# What you should do
Please copy every line of the data below word for word.
***** Data supplied
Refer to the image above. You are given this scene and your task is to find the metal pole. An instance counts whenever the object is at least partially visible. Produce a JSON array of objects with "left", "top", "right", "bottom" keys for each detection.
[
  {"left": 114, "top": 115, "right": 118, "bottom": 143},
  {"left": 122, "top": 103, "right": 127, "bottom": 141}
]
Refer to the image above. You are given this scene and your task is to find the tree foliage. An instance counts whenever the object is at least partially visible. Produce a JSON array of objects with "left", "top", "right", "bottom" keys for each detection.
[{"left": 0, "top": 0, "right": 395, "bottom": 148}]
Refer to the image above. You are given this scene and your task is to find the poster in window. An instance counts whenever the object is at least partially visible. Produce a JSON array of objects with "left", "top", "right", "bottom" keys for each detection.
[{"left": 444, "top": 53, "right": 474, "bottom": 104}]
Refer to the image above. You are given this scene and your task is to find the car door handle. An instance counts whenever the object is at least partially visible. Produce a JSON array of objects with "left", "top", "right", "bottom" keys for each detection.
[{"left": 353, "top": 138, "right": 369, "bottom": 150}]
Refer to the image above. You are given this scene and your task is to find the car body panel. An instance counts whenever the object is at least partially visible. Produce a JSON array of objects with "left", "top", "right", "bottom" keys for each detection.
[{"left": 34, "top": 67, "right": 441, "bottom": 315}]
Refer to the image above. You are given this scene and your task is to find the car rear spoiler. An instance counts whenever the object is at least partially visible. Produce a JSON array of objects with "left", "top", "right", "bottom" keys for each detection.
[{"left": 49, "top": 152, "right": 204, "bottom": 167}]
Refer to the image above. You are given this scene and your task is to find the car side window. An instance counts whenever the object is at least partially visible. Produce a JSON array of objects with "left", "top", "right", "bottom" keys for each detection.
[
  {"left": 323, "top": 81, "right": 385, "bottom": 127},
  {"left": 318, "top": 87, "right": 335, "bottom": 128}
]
**********
# Solution
Refer to the image above. You are given this scene and your task is to find the metal pole. An instance counts whenever the object is at least partially visible. Produce a JSON array of objects with "left", "top", "right", "bottom" keys for each detection.
[
  {"left": 114, "top": 115, "right": 118, "bottom": 143},
  {"left": 122, "top": 103, "right": 127, "bottom": 141}
]
Refer to the image above. You are given this scene and your task is to find the tree foliage. An instance counts whenever the object is at least partially visible. Produce a JSON array of objects with "left", "top", "right", "bottom" keys for each detection.
[{"left": 0, "top": 0, "right": 395, "bottom": 148}]
Refer to the image above. You are given this scene and your task is to find the poster in window. An instance counts whenever the object is at least partially visible. Produce a JSON array of objects with "left", "top", "right", "bottom" keys for each detection.
[{"left": 444, "top": 53, "right": 474, "bottom": 104}]
Refer to the image above. You are given this scene and your task is to find the car door handle. An instance counts whenever the object is at least partially visible. Produce a JSON array of objects with "left", "top", "right", "bottom" keys for each detection.
[{"left": 353, "top": 138, "right": 369, "bottom": 150}]
Refer to the image above. You are given this scene and your task is to find the car body panel. An instance counts whenever the object is at least partially visible. Produce a JSON array of objects with "left", "top", "right", "bottom" keys for each detection.
[{"left": 34, "top": 67, "right": 441, "bottom": 315}]
Refer to the image above. You are given this scene and your task is to find the car rear spoiler. An instance counts whenever the object is at least partially visible. Produce a JSON array of objects with "left", "top", "right", "bottom" keys for each detection.
[{"left": 49, "top": 152, "right": 204, "bottom": 167}]
Refer to the image above. You are given this scene and your task is to find the car side window. An instance counts whenever the object is at least partially visible. Produce a JSON array of objects with "left", "top", "right", "bottom" keys for each detection.
[
  {"left": 323, "top": 81, "right": 385, "bottom": 127},
  {"left": 318, "top": 87, "right": 335, "bottom": 128}
]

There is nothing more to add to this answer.